DATASET EXTRACT
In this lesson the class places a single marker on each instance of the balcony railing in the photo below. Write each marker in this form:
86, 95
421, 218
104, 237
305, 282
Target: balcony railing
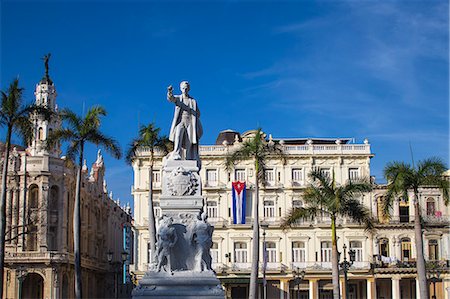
213, 150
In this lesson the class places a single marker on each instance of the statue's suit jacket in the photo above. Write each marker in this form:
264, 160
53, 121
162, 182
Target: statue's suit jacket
195, 131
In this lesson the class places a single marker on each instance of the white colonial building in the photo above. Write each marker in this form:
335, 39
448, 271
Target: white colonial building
384, 264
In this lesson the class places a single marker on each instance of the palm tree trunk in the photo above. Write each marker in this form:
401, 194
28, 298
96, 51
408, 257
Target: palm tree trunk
77, 228
3, 208
420, 260
151, 214
255, 244
334, 260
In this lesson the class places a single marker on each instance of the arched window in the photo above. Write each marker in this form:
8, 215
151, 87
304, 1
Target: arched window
215, 253
431, 206
240, 252
383, 247
271, 251
211, 209
269, 209
406, 249
298, 252
156, 209
357, 247
297, 204
40, 134
33, 197
433, 250
325, 247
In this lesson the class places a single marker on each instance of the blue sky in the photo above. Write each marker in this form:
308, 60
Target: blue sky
362, 69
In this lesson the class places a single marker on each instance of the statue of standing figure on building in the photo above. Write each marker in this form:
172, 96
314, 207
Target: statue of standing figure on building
167, 238
186, 129
202, 241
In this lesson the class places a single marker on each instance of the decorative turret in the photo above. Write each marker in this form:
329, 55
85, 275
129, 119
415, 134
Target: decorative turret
45, 96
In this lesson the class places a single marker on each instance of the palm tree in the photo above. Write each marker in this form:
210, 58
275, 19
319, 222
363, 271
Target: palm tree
324, 196
149, 138
16, 118
401, 178
258, 150
80, 131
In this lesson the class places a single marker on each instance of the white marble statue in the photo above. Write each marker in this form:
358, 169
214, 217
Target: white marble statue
99, 161
167, 238
186, 129
202, 240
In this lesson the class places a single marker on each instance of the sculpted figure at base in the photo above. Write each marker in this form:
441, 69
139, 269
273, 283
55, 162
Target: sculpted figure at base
167, 238
202, 240
186, 129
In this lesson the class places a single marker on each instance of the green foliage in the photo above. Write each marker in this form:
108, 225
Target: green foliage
16, 115
258, 150
403, 177
81, 130
148, 137
324, 196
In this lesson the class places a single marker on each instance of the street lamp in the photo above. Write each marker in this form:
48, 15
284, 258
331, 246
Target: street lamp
434, 277
21, 273
299, 276
109, 256
264, 227
345, 266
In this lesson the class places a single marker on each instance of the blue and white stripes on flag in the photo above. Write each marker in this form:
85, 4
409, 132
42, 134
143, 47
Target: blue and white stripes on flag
238, 193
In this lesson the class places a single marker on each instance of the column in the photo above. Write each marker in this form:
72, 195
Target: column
395, 287
396, 212
342, 287
43, 210
418, 288
8, 215
313, 289
284, 289
22, 211
15, 217
411, 210
64, 219
375, 208
371, 288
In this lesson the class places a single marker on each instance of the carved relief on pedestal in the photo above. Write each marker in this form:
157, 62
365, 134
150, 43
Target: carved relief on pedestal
182, 183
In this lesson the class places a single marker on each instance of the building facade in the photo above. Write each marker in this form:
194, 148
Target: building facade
384, 264
39, 234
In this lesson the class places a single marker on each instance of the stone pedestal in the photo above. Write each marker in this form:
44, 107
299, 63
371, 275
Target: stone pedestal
184, 240
182, 284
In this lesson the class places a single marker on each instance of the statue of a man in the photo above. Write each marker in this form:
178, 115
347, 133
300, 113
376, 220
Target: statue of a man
167, 237
186, 129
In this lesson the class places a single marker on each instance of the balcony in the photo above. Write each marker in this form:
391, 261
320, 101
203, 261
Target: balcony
246, 267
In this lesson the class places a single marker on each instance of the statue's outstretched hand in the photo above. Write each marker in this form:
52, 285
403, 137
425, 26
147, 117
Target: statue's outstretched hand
170, 92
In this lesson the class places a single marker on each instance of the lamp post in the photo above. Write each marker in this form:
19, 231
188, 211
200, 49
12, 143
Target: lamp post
110, 256
21, 273
264, 227
345, 266
434, 277
116, 266
299, 276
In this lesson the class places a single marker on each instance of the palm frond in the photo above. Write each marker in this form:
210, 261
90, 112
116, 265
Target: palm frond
356, 211
24, 128
108, 143
72, 119
303, 213
60, 135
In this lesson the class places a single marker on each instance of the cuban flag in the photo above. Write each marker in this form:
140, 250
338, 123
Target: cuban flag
238, 192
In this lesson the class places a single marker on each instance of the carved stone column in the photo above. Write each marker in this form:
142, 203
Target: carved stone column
8, 214
15, 212
43, 225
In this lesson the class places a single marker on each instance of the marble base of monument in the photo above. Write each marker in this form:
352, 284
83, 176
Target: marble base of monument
182, 284
184, 238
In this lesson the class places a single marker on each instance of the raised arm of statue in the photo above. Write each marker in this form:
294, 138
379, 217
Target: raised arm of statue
170, 96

WHAT THE TASK REQUIRES
Restate each entry word for word, please, but drop any images it holds.

REPLY
In this lesson the class places a single marker on each instance of the balcony railing in the photo below. Write each marker in this form:
86, 95
421, 218
104, 237
305, 282
Target: balcony railing
213, 150
In this lesson the class places a single marker on each instance of the statue's suit jacket in the photo above. Write each marker in this form:
264, 160
53, 121
162, 182
Target: statue's suit jacket
195, 131
In this lesson the class places a single marker on each instance of the white colonial building in the photo above. Write each marker in this form:
335, 39
448, 271
Target: white colonial building
384, 264
In this lesson the class places a single marker on each instance of the palm tree trunk in the photo above. Write each marker in this form:
401, 194
28, 298
96, 51
408, 257
Target: palm tree trunk
77, 228
3, 208
420, 260
151, 214
255, 244
334, 260
In this lesson the class places a single marker on each instance of the arched window in the photo above. Write each marker in this form:
8, 215
151, 87
304, 1
Target: arched window
215, 253
431, 206
240, 252
383, 247
271, 251
211, 209
269, 209
406, 249
298, 252
156, 209
357, 247
297, 204
40, 134
33, 197
433, 250
325, 247
In this lesson the class places a single marker on each instance of the blue sky in the photo above. Write each marker in this form:
308, 60
Target: blue sky
362, 69
In this lesson the class places a single marker on each instance of the statue of standing figure on building in the photo above. Write each marker in this form:
172, 96
314, 207
Target: statue of standing figure on building
167, 238
186, 129
202, 241
In this lesson the class places a single marker on each instance of the decorative turret in the photo above. Write each marker in this form:
329, 55
85, 275
129, 119
415, 134
Target: decorative turret
45, 96
In this lesson the class places a single marker on each instance of the palm tree in the photo above. Write each marker in this form:
210, 58
275, 19
319, 222
363, 271
Target: palm tree
324, 196
149, 138
16, 118
401, 178
258, 150
80, 131
In this lesson the class places a single marker on each instance of the white marble statue in the photo above. Write each marker in this form:
358, 169
214, 217
Target: white marble statue
99, 161
167, 238
186, 129
202, 240
In this lesson the class places a single marker on each instance of the sculpted figure at base in the photo above. Write each marker in this form:
441, 69
139, 269
273, 283
55, 162
Target: sculpted figure at base
167, 238
202, 240
186, 129
In this lesson the class places a single marker on each instance of the green foliage in the photo above. Write each marker in this form:
108, 225
Target: green foliage
16, 115
258, 150
403, 177
81, 130
148, 137
324, 196
In this lesson the class places a single marker on each instance of the street lamp in the photo above. Write each marker in this form:
48, 15
284, 258
331, 246
Target: street lamp
434, 277
21, 273
299, 276
109, 256
264, 227
345, 266
In this lesson the class places a single marker on each instance of the blue and white stripes on flag in the photo above. Write each marker in this form:
85, 4
409, 132
42, 134
143, 47
Target: blue and white stripes on flag
238, 193
In this lesson the class places a single marker on each instance of the column in the photo above. Write each marker in this form:
72, 195
Target: column
395, 287
396, 212
342, 287
43, 210
418, 288
8, 215
313, 289
284, 289
22, 211
15, 217
411, 210
64, 219
375, 208
371, 288
In this lesson the class places a single marker on each instance of the carved relief on pedestal in the photo above. Write each marker in this form:
157, 62
365, 134
150, 43
Target: carved relief on pedestal
182, 183
In this lesson the class places a single marker on each instance of the building facade in the photo above. Write each marker in this form:
194, 148
Target: building facade
384, 264
39, 234
In this lesson the class places a single marker on each instance of the stone pedestal in the photo above. Write each marker in this form:
44, 107
299, 63
371, 275
Target: stone pedestal
184, 240
182, 284
In this lesson the class places a single marker on each instance of the statue of a man in the photo above. Write each marker in this form:
178, 115
347, 133
300, 113
376, 220
Target: statue of a man
167, 237
186, 129
In this lesson the class places a single marker on each instance of the balcony in the photo above. Write each marker in this form:
391, 261
320, 101
203, 261
Target: balcony
246, 267
In this lesson the class places a single marker on each instance of the statue's outstretched hand in the photo above. Write each marker in this form:
52, 285
403, 137
425, 26
147, 117
Target: statue's outstretched hand
170, 92
In this lesson the class places a single marker on each instance of the lamp post in the photo above. Write each marker in this form:
19, 231
188, 211
200, 49
12, 143
Target: lamp post
110, 256
21, 273
264, 227
345, 266
434, 277
116, 266
299, 276
In this lesson the class places a single marker on each instance of the palm frond in the photo above. Write each marker in this form:
210, 261
90, 112
116, 265
Target: palm frond
356, 211
24, 128
108, 143
72, 119
303, 213
60, 135
In this lesson the class places a single marker on each instance of the cuban flag in the photo above. Write each marker in this form:
140, 250
338, 123
Target: cuban flag
238, 192
In this lesson the class places a single marker on each instance of the carved stone column in the photo above. Write each marker in this form:
142, 203
Target: carved stone column
8, 214
15, 212
43, 225
In this lesson the class places a single marker on each instance of the marble base of monument in the photo above. Write each marker in this form:
352, 284
83, 176
Target: marble base of monument
182, 284
184, 238
In this lesson the class places a single marker on each instance of the raised arm of statue in the photo above. Write each marker in this form:
294, 138
379, 217
Target: raised arm of statue
170, 96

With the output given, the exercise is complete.